### DATASET EXTRACT:
* * * * *
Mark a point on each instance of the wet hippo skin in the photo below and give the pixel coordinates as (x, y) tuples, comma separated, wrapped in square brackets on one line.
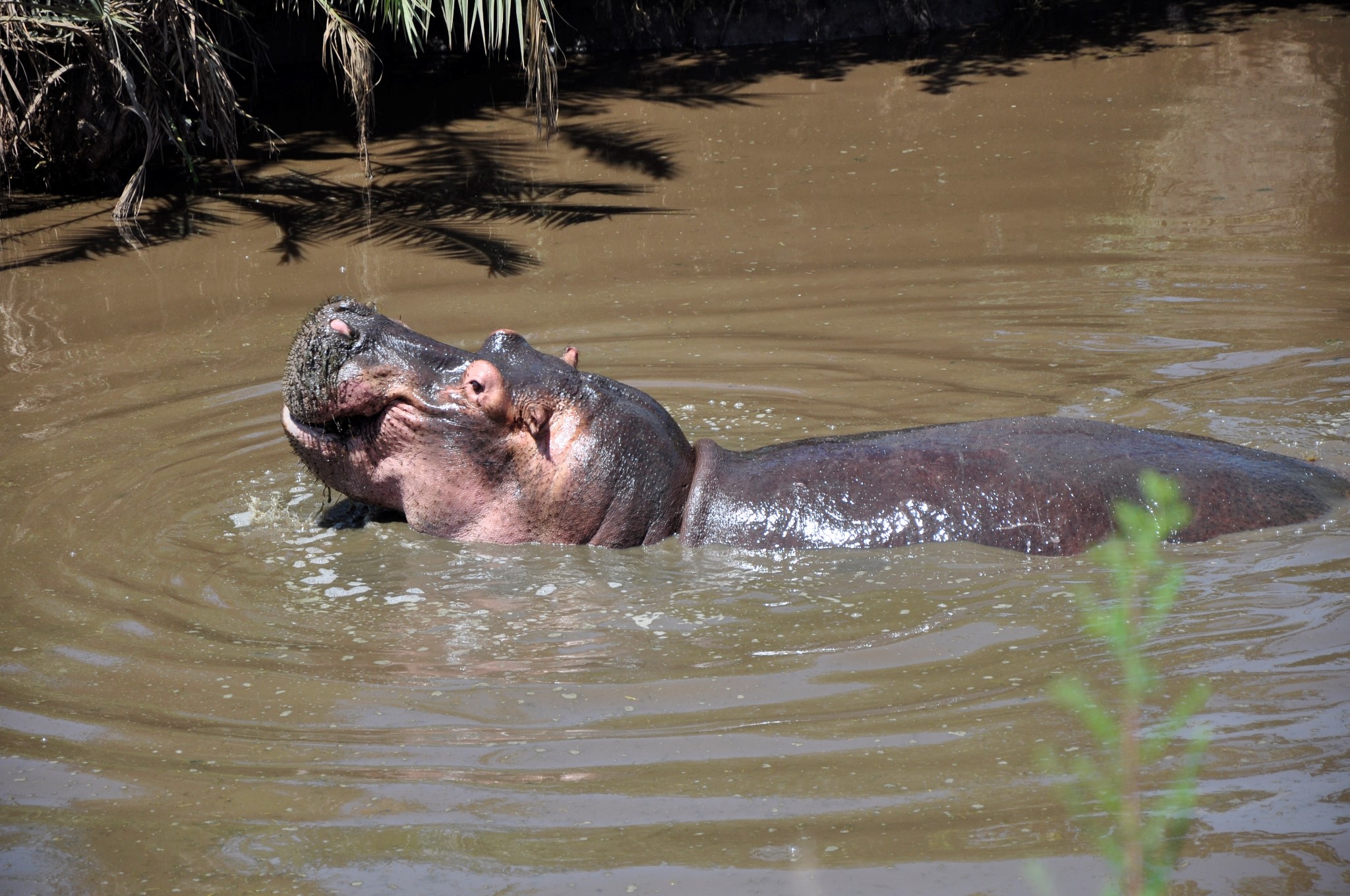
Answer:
[(510, 444)]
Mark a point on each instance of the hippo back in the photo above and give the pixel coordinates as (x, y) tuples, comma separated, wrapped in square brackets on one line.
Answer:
[(1042, 485)]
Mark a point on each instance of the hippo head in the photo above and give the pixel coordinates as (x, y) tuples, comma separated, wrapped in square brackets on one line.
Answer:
[(507, 444)]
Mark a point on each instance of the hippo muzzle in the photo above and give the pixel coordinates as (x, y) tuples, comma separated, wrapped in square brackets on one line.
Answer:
[(505, 444), (510, 444)]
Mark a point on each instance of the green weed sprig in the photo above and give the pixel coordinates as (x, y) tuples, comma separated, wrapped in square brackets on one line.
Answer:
[(1141, 838)]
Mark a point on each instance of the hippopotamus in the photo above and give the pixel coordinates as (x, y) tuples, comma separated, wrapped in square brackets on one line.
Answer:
[(510, 444)]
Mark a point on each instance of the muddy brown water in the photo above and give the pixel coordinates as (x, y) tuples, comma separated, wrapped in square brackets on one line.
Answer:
[(206, 692)]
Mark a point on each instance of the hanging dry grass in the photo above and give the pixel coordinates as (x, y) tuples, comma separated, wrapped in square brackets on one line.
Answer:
[(102, 87), (87, 82)]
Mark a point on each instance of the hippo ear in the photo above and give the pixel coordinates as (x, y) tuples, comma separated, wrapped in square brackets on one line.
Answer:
[(535, 416), (484, 386)]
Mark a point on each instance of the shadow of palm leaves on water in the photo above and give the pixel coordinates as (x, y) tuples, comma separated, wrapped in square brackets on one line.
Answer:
[(436, 199)]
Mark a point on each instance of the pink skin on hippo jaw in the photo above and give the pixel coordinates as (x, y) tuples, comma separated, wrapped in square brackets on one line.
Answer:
[(505, 445)]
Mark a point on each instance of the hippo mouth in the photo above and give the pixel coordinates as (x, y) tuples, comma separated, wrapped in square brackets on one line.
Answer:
[(350, 427)]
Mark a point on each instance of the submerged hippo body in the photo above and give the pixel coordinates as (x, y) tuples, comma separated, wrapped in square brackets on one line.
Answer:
[(508, 444)]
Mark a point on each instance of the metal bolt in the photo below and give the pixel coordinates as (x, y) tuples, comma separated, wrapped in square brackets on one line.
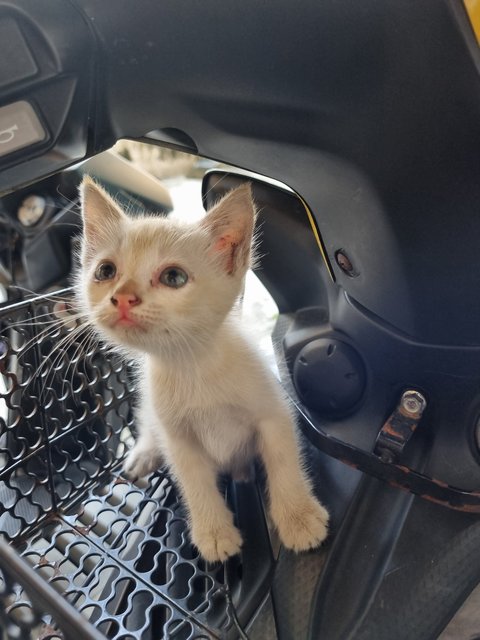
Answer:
[(413, 402), (345, 263)]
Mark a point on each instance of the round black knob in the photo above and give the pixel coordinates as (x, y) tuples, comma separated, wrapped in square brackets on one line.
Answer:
[(329, 376)]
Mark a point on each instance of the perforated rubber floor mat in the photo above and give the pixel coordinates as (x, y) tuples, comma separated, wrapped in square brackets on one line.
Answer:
[(118, 552)]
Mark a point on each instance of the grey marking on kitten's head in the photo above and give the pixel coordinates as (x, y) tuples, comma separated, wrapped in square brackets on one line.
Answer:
[(156, 284)]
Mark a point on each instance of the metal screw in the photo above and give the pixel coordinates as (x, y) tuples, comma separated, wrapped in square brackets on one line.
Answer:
[(345, 263), (413, 402)]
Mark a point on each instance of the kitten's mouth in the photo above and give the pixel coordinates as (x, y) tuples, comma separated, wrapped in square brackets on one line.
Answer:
[(125, 322)]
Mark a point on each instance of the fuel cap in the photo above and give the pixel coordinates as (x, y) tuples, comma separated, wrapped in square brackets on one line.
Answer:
[(329, 376)]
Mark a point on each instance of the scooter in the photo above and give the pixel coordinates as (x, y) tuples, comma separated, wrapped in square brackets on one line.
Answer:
[(367, 115)]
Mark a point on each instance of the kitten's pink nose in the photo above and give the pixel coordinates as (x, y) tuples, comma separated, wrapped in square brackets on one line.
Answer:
[(124, 300)]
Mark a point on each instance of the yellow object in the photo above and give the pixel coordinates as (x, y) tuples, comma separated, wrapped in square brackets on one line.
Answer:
[(318, 238), (473, 10)]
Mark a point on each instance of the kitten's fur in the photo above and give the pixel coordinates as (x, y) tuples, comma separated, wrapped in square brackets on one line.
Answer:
[(208, 404)]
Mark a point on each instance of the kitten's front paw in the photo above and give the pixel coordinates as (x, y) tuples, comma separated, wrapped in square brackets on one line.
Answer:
[(217, 543), (141, 461), (303, 526)]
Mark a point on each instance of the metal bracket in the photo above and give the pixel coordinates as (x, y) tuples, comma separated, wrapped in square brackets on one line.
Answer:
[(400, 426)]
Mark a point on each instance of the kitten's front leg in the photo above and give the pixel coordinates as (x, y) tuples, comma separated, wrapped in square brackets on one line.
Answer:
[(211, 522), (146, 455), (143, 459), (300, 519)]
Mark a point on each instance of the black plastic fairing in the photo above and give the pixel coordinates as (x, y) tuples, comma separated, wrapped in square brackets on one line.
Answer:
[(373, 119)]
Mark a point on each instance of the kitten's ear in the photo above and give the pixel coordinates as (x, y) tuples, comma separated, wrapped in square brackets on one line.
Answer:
[(101, 215), (230, 225)]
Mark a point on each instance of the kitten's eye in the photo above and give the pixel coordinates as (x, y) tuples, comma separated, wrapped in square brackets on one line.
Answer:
[(105, 271), (173, 277)]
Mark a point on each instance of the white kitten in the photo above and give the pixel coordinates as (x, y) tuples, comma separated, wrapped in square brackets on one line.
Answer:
[(208, 404)]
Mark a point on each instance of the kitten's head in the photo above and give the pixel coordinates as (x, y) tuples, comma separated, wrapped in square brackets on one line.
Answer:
[(158, 285)]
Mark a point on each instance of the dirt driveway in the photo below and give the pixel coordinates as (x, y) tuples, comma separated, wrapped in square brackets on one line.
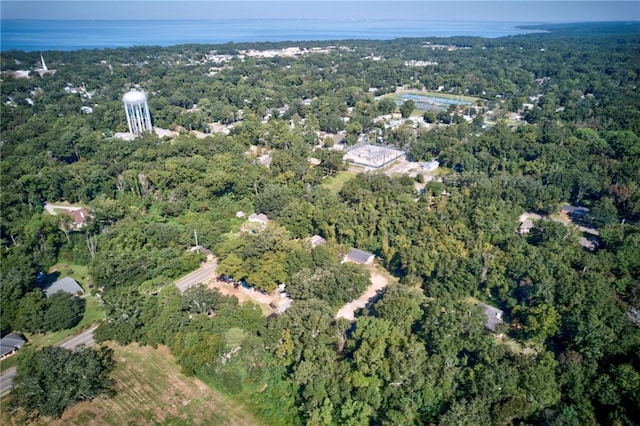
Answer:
[(378, 282)]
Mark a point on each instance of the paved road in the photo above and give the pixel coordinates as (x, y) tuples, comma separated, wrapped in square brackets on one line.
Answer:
[(205, 272), (84, 338)]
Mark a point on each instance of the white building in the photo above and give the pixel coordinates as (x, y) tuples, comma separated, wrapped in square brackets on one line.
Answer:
[(137, 109)]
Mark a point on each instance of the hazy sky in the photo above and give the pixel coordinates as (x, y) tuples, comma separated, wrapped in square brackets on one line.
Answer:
[(467, 10)]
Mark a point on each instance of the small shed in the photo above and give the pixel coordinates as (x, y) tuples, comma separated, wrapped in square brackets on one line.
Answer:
[(66, 284), (494, 316), (359, 256), (10, 343)]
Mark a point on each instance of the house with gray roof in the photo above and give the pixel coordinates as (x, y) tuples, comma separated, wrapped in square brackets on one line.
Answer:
[(574, 211), (494, 316), (359, 256), (260, 218), (10, 343), (66, 284), (317, 240)]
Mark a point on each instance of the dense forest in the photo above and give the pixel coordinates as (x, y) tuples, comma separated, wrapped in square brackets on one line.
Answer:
[(568, 352)]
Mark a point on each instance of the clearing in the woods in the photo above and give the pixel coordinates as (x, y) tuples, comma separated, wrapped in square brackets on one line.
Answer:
[(152, 390)]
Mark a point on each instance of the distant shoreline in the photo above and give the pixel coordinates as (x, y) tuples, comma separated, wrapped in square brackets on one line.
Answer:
[(68, 35)]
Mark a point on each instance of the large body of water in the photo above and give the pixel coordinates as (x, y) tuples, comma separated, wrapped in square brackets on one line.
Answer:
[(37, 35)]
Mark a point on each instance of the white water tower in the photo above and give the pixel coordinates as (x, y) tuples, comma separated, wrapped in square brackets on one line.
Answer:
[(137, 109)]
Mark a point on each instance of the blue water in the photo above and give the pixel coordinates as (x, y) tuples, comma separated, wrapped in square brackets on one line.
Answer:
[(39, 35)]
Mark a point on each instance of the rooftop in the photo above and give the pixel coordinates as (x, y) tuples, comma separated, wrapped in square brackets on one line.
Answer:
[(494, 316), (66, 284), (10, 343), (360, 256)]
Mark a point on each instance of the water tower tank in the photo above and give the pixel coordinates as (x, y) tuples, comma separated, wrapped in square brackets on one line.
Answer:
[(137, 110)]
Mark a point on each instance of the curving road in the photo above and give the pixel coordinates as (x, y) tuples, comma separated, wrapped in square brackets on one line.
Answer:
[(204, 273)]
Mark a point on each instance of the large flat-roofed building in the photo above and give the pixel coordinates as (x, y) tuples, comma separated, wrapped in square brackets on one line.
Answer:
[(373, 156), (137, 109)]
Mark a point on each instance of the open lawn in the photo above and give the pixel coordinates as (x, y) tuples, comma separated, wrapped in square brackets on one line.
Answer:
[(398, 95), (335, 183), (93, 310), (151, 390)]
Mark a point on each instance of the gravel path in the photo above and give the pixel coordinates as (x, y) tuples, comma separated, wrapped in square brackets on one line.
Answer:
[(378, 282)]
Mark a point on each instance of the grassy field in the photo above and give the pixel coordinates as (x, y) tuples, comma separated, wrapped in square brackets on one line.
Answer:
[(93, 309), (397, 95), (335, 183), (151, 390)]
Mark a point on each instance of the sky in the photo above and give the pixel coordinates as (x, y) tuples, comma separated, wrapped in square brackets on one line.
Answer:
[(435, 10)]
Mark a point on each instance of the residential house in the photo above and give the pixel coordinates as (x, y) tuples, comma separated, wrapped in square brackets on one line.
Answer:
[(260, 218), (10, 343), (317, 240), (494, 316), (359, 256), (574, 211)]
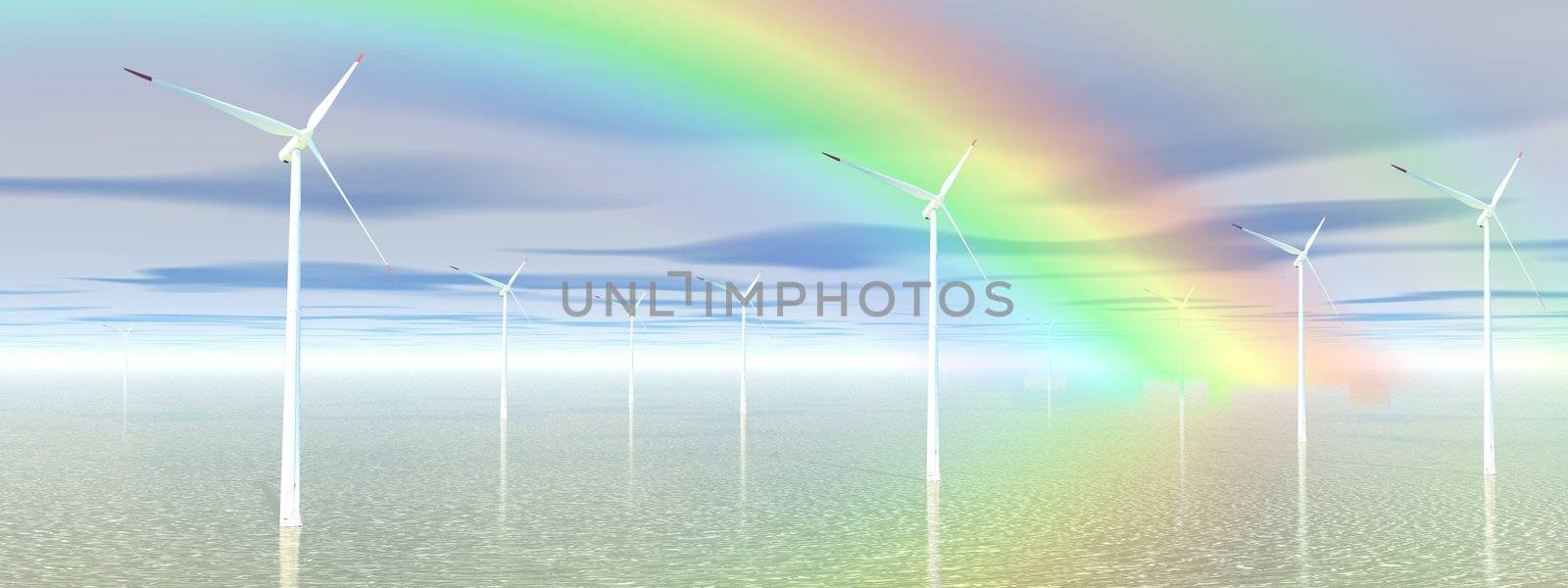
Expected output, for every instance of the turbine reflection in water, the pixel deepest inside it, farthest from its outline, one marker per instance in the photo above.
(933, 533)
(287, 557)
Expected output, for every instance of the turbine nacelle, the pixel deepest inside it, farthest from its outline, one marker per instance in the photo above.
(930, 209)
(297, 143)
(1486, 214)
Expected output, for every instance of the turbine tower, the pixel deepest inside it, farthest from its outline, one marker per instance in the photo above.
(124, 370)
(631, 352)
(1489, 212)
(760, 314)
(1181, 345)
(1300, 316)
(298, 140)
(933, 470)
(504, 290)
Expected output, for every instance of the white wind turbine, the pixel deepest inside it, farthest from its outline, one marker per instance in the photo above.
(933, 470)
(298, 140)
(1181, 345)
(1300, 316)
(631, 352)
(1489, 212)
(124, 368)
(760, 314)
(504, 290)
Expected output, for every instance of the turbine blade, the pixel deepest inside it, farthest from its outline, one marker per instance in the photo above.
(320, 110)
(1275, 242)
(1501, 187)
(1457, 195)
(1314, 235)
(524, 313)
(966, 243)
(318, 153)
(485, 279)
(639, 303)
(514, 273)
(1325, 289)
(886, 179)
(256, 120)
(1520, 259)
(954, 174)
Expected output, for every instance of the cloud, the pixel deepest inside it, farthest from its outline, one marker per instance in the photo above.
(381, 187)
(355, 276)
(1443, 295)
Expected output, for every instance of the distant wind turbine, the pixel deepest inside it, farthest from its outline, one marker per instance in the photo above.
(1181, 345)
(1300, 316)
(760, 313)
(631, 353)
(124, 368)
(1489, 212)
(933, 470)
(1050, 373)
(504, 290)
(298, 140)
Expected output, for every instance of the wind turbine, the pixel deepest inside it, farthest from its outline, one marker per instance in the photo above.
(744, 297)
(933, 470)
(1300, 316)
(1489, 212)
(631, 353)
(124, 368)
(504, 290)
(298, 140)
(1050, 375)
(1181, 344)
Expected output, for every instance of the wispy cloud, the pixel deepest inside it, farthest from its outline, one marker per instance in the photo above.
(384, 185)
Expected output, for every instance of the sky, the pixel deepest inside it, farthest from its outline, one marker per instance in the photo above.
(612, 141)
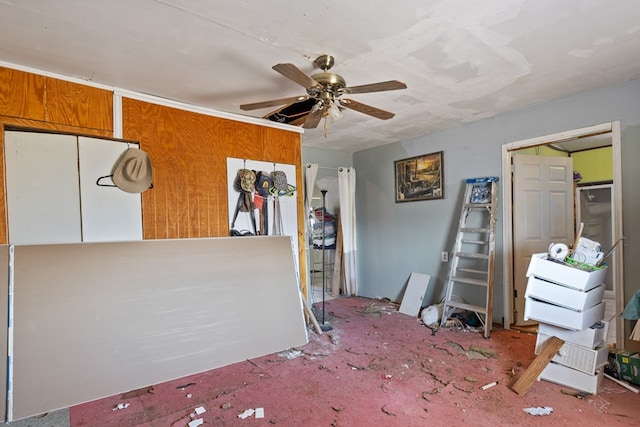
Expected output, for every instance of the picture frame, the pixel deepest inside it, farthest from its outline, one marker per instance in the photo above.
(420, 178)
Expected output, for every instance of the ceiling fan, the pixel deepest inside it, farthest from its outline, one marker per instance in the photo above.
(323, 98)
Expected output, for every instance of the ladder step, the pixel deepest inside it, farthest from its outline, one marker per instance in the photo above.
(477, 205)
(469, 270)
(474, 230)
(463, 306)
(469, 255)
(475, 242)
(470, 281)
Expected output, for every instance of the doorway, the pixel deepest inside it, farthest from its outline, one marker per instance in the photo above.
(578, 139)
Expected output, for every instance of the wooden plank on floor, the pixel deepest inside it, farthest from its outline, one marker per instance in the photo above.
(551, 348)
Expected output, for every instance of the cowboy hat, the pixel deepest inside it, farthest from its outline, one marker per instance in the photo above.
(133, 172)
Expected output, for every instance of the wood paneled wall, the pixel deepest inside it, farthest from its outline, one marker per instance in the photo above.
(188, 150)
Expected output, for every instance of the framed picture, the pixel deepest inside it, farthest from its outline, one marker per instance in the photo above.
(420, 178)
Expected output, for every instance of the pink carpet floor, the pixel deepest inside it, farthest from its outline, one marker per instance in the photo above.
(377, 367)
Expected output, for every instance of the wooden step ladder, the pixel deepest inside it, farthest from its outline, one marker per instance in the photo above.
(472, 264)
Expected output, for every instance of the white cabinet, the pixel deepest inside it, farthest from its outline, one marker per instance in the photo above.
(52, 191)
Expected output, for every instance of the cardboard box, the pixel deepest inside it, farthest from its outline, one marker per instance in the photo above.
(583, 359)
(629, 366)
(562, 317)
(563, 375)
(563, 274)
(590, 337)
(563, 296)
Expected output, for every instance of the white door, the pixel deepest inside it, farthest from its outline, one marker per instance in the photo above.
(542, 214)
(43, 202)
(108, 213)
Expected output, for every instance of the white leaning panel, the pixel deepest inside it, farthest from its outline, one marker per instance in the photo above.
(97, 319)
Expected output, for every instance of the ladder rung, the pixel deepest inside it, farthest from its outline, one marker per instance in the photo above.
(475, 242)
(463, 306)
(469, 270)
(470, 281)
(468, 255)
(474, 230)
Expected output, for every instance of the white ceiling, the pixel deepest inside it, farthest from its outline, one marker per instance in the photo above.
(462, 60)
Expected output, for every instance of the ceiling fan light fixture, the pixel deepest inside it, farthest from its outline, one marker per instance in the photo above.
(334, 112)
(323, 99)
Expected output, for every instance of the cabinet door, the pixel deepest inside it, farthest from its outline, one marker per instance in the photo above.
(43, 200)
(108, 213)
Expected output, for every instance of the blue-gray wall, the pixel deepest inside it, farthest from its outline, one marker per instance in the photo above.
(395, 239)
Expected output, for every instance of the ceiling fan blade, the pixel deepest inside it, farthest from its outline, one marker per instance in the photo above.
(292, 72)
(314, 117)
(376, 87)
(272, 103)
(366, 109)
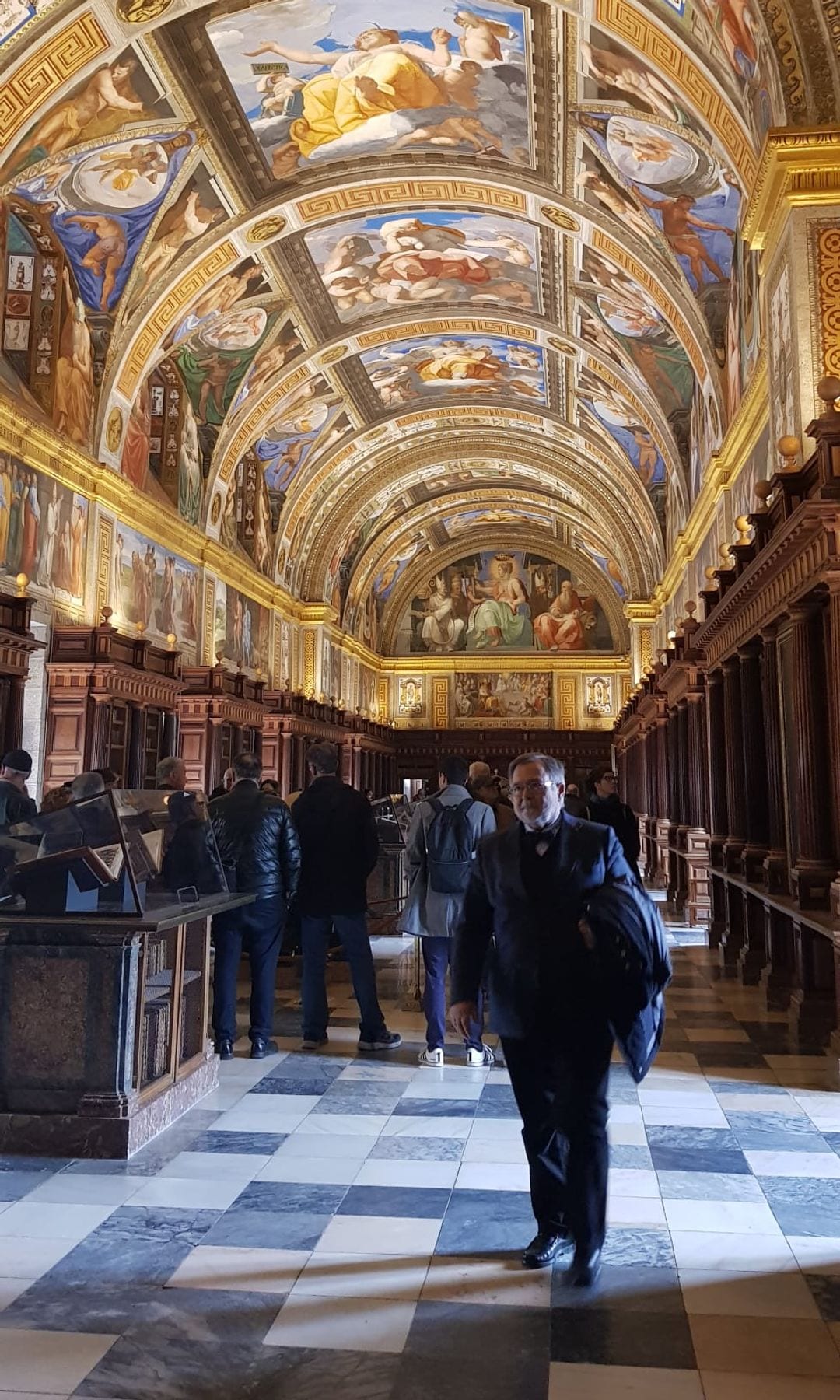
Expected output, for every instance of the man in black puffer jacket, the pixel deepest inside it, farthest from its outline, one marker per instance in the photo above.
* * * * *
### YOUR ASSIGNMENT:
What is the number of lines in the entries above that contain the string "below"? Reply with the number and nothing more.

### EXERCISE RESULT:
3